* Goal *
Starting at the line that contains "of the wispy" and ending at the end of the material, reproduce every line with the requests unchanged. Scale each x and y coordinate in the answers by 1.1, rounding to whole numbers with halves rounded up.

* Dataset records *
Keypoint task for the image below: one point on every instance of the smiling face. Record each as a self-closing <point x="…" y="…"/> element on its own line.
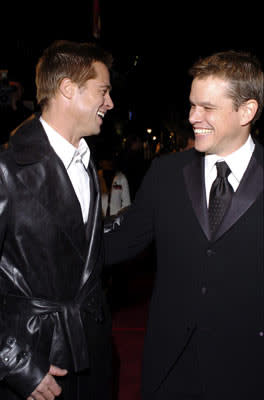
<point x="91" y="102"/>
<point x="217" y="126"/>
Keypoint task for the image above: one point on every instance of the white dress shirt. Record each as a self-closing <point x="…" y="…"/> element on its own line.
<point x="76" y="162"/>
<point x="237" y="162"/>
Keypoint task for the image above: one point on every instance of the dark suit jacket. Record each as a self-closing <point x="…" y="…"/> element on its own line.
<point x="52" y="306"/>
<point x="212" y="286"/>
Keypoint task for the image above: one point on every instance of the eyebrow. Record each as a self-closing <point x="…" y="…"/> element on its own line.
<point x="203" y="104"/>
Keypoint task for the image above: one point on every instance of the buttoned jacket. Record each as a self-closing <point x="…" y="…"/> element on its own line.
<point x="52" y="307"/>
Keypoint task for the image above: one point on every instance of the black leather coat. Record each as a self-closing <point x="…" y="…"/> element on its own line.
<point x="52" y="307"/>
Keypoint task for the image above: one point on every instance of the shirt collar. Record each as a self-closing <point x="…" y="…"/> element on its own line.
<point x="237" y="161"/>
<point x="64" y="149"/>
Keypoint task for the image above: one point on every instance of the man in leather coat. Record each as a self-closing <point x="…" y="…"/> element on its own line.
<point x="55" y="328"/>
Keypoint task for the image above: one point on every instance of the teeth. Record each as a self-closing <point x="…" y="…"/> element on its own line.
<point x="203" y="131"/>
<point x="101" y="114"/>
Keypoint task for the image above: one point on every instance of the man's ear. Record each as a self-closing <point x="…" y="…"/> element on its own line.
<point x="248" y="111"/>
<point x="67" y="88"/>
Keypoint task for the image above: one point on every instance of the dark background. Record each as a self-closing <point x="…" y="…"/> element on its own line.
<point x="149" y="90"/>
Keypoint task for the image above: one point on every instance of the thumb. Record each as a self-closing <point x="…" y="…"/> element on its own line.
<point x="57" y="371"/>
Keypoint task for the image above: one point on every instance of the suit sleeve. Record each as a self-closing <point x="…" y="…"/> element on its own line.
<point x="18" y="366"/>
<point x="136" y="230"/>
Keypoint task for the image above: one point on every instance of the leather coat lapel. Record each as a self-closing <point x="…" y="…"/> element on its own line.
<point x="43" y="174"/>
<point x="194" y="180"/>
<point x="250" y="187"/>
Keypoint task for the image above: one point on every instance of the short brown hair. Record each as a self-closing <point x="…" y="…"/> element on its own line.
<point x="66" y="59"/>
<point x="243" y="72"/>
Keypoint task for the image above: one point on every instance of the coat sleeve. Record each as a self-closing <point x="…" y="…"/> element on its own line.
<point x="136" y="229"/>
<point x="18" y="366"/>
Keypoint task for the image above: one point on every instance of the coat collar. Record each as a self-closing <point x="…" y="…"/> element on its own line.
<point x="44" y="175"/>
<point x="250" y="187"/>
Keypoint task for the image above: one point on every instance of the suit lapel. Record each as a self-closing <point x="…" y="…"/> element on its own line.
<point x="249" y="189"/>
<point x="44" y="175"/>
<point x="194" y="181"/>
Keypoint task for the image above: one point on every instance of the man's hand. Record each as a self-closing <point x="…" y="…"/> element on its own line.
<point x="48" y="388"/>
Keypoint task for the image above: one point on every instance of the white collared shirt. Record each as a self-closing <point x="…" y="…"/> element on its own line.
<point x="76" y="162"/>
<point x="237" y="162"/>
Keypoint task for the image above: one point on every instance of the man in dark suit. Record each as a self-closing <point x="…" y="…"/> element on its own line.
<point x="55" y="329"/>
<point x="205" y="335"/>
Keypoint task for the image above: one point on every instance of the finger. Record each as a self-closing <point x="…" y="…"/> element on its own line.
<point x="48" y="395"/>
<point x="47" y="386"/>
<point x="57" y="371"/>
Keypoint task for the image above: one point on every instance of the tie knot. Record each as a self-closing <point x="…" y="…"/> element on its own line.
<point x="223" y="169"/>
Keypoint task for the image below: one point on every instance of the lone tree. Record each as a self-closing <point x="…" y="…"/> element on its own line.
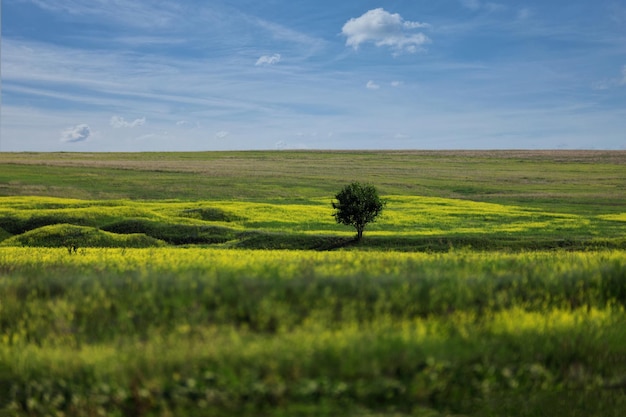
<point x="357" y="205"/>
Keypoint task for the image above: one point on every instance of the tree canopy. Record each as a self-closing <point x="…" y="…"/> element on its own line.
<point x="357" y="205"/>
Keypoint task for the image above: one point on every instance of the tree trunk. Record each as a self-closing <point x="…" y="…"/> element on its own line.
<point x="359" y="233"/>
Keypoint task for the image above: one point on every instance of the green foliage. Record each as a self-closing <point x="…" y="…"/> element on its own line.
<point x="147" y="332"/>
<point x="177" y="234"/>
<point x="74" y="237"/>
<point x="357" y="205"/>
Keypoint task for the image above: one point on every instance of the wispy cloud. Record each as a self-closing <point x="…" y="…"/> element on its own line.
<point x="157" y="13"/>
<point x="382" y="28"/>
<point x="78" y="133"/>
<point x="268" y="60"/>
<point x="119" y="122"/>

* Output below *
Keypoint task for the image above: one point on every instance of the wispy cloud. Record each as a self-closing <point x="…" y="…"/> element on its own line.
<point x="173" y="14"/>
<point x="420" y="31"/>
<point x="86" y="146"/>
<point x="295" y="66"/>
<point x="131" y="134"/>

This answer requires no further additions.